◆ Passage provided:
----------

While interesting and well-intentioned, the advice in the article can cause issues. The agent isn't downloading CSS or images? Could be a blind user. Pages being downloaded in quick succession? Could be browser prefetch. Lack of mouse movements during navigation? It could be a user on a mobile device or screen reader.
What if the bot is making individual requests from unique IP addresses? What if it's scraping many pages over time rather than a single smash-and-grab approach?
The article admits that this is a hard thing to solve. In most cases, it's probably not very worthwhile to try to detect bots in the ways that are suggested. Focusing on patterns in the server logs to find out what's being targeted might be more beneficial. Then slap a login or captcha around anything valuable that bots shouldn't have access to
basically I've written bots for scraping governmental sites, and fashion sites. I've never yet had a problem (although the code on one fashion site looked like all classes were randomly generated with implied some attempt to keep scraping from working), so what I'm wondering is - what kinds of sites actually go through the trouble of tagging you as a bot, since you've got experience care to share?
Ages ago I was one of those bots. Most fun I've had playing cat-and-mouse. Their team was actually quite good. And I learned that Perl can solve any problem.
I joke that I only have two real skills. Asking questions and identifying good ideas.
In the latter category I have heterogenous load balancing, segregated by traffic type. For example, if you have a read-mostly web application, often the most expensive parts are in the administrative functions. If they run on separate hardware, then a regression doesn’t affect everyone, and a client side bug or flood of traffic doesn’t automatically lock people out of the admin workflow.
Similarly, you have server side rendering for web crawlers and anyone with JavaScript disabled for Angular and other interactive frameworks, which generally involves running a small quantity of specialized services on a few machines.
Shunting all users who smell like a bot to a small set of machines doesn’t lock them out, but it does preserve the experience for everybody else.

----------

◆ Raw data:
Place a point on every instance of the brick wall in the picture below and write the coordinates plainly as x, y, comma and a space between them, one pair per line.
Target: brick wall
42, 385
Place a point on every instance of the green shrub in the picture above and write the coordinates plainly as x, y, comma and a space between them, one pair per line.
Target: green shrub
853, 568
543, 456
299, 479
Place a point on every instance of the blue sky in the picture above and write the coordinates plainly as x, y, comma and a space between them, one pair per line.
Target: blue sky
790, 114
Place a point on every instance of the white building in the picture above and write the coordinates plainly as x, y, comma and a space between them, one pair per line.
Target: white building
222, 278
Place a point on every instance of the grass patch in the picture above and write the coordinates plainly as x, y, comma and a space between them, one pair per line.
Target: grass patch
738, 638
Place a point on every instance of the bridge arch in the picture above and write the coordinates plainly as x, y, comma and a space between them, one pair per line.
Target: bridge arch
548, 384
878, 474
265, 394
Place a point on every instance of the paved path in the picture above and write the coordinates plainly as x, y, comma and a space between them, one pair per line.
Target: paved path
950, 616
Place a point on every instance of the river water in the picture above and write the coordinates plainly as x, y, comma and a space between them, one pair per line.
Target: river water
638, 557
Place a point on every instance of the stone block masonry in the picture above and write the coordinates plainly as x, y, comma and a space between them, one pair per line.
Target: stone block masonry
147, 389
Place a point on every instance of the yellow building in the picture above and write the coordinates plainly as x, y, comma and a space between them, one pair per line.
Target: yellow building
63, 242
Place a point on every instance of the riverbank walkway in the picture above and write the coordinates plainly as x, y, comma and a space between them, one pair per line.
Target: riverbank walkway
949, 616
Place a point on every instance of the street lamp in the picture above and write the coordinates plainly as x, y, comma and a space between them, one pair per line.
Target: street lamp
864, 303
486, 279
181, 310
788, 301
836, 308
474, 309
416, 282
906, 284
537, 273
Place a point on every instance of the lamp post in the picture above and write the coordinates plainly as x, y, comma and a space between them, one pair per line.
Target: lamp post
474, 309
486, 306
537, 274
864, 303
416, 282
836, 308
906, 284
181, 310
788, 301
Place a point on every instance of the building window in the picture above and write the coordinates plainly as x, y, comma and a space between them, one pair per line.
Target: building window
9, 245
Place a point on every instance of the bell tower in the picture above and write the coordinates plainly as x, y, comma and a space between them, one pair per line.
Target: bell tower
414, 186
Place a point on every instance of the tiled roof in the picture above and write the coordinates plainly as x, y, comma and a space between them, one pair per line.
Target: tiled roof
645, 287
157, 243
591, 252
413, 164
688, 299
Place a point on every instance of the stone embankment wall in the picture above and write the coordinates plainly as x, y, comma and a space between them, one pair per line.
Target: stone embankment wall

----------

◆ Requests:
A. In the thread about detecting bots, what possible explanation is given for an agent that isn't downloading CSS or images?
B. Output the portion of the bot-detection thread between "While interesting and" and "single smash-and-grab approach?", inclusive.
The records are separate material and are not part of the thread about detecting bots.

◆ Solution list:
A. It could be a blind user.

B.
While interesting and well-intentioned, the advice in the article can cause issues. The agent isn't downloading CSS or images? Could be a blind user. Pages being downloaded in quick succession? Could be browser prefetch. Lack of mouse movements during navigation? It could be a user on a mobile device or screen reader.
What if the bot is making individual requests from unique IP addresses? What if it's scraping many pages over time rather than a single smash-and-grab approach?